** RECORDED INFORMATION **

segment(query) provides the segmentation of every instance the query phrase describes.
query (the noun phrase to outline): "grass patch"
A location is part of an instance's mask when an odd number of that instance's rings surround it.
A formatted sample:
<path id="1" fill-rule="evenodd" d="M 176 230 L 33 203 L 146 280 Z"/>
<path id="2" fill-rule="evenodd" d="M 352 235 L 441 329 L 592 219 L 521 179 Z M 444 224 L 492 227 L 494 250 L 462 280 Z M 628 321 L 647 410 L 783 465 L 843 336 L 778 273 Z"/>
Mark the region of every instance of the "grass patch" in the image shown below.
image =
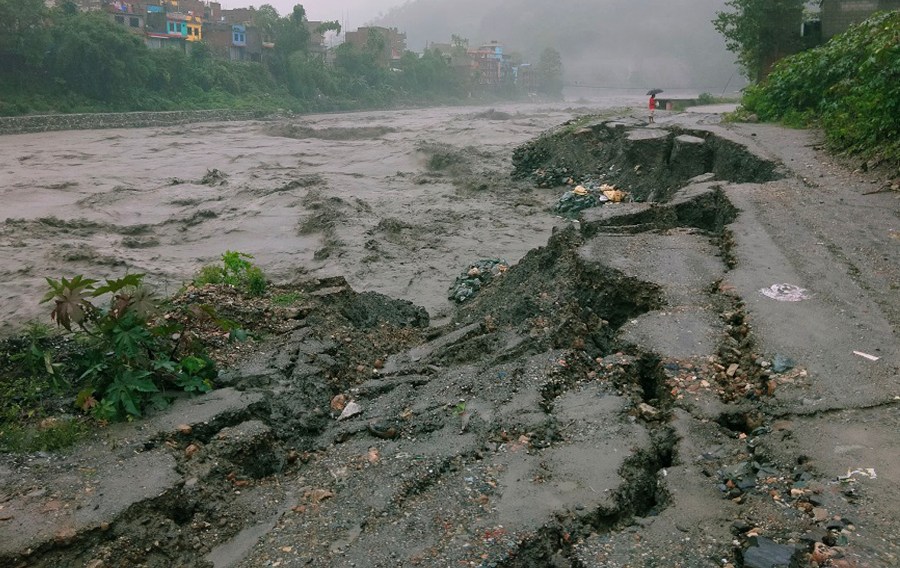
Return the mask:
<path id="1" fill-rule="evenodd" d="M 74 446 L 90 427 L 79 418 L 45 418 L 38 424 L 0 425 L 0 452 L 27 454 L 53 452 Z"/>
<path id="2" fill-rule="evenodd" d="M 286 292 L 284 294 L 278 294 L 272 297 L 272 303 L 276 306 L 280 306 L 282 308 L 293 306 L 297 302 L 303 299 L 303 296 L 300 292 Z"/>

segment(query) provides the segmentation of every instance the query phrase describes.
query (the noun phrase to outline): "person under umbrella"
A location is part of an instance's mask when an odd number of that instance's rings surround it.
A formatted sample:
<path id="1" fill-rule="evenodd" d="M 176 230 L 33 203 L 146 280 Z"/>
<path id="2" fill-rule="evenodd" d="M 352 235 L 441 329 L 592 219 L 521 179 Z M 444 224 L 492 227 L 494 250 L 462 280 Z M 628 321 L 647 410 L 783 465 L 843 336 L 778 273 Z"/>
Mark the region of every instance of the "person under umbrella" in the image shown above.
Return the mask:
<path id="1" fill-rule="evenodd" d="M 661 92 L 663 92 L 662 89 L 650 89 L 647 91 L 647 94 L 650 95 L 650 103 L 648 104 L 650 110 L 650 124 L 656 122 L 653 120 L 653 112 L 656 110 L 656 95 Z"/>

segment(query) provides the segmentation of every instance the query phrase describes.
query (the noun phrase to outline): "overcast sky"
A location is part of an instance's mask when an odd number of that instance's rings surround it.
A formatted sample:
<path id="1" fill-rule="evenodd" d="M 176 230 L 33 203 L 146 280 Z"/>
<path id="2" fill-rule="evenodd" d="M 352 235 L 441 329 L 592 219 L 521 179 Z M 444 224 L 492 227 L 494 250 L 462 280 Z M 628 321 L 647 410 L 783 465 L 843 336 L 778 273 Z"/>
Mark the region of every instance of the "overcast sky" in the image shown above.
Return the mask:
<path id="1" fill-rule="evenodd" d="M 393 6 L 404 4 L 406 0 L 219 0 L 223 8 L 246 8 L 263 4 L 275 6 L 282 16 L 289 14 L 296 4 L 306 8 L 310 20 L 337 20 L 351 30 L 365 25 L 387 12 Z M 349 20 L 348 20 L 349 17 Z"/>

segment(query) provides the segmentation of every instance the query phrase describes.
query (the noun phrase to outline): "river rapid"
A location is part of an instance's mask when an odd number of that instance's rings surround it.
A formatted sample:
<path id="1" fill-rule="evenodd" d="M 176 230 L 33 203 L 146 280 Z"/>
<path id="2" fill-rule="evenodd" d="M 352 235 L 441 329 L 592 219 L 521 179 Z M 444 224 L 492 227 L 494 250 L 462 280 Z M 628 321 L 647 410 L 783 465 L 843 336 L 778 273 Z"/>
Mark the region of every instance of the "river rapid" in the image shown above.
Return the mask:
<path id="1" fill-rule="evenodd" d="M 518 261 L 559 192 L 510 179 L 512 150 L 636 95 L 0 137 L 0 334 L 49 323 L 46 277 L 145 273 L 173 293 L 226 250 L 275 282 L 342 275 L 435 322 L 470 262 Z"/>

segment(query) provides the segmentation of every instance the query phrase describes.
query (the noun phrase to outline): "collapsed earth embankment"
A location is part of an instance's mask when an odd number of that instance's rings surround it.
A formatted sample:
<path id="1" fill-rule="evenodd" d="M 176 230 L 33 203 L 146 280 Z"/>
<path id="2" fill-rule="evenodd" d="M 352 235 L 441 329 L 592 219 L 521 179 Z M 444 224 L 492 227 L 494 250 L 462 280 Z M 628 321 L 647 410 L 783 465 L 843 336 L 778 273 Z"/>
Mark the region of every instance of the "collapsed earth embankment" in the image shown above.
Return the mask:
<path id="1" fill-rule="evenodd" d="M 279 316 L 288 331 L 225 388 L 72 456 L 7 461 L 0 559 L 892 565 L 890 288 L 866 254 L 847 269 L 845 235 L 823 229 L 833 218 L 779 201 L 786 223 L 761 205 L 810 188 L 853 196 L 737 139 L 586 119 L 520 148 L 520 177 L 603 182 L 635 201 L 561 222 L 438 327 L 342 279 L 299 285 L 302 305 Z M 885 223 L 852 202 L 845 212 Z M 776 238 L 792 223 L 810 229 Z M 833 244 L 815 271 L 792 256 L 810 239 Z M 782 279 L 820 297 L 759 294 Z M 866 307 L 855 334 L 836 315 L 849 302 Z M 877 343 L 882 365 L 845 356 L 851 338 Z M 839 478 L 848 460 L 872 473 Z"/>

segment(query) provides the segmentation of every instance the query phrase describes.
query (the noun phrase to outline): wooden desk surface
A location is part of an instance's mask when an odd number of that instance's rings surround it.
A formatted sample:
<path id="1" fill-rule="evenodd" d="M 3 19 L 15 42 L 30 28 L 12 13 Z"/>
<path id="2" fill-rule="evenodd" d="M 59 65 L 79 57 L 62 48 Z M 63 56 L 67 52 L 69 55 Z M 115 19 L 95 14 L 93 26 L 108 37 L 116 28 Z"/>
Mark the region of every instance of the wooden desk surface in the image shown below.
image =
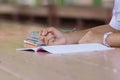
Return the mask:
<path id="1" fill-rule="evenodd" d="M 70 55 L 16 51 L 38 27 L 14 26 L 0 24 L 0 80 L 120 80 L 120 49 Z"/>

** AIM OF THE EXERCISE **
Excluding the pictures, write out exactly the lines from the line that contains "Mark the region of every instance of the wooden" through the end of the records.

** TASK ANSWER **
Mark the region of every instance of the wooden desk surface in the image shown below.
image =
Return the mask:
<path id="1" fill-rule="evenodd" d="M 70 55 L 16 51 L 38 27 L 14 26 L 0 24 L 0 80 L 120 80 L 120 49 Z"/>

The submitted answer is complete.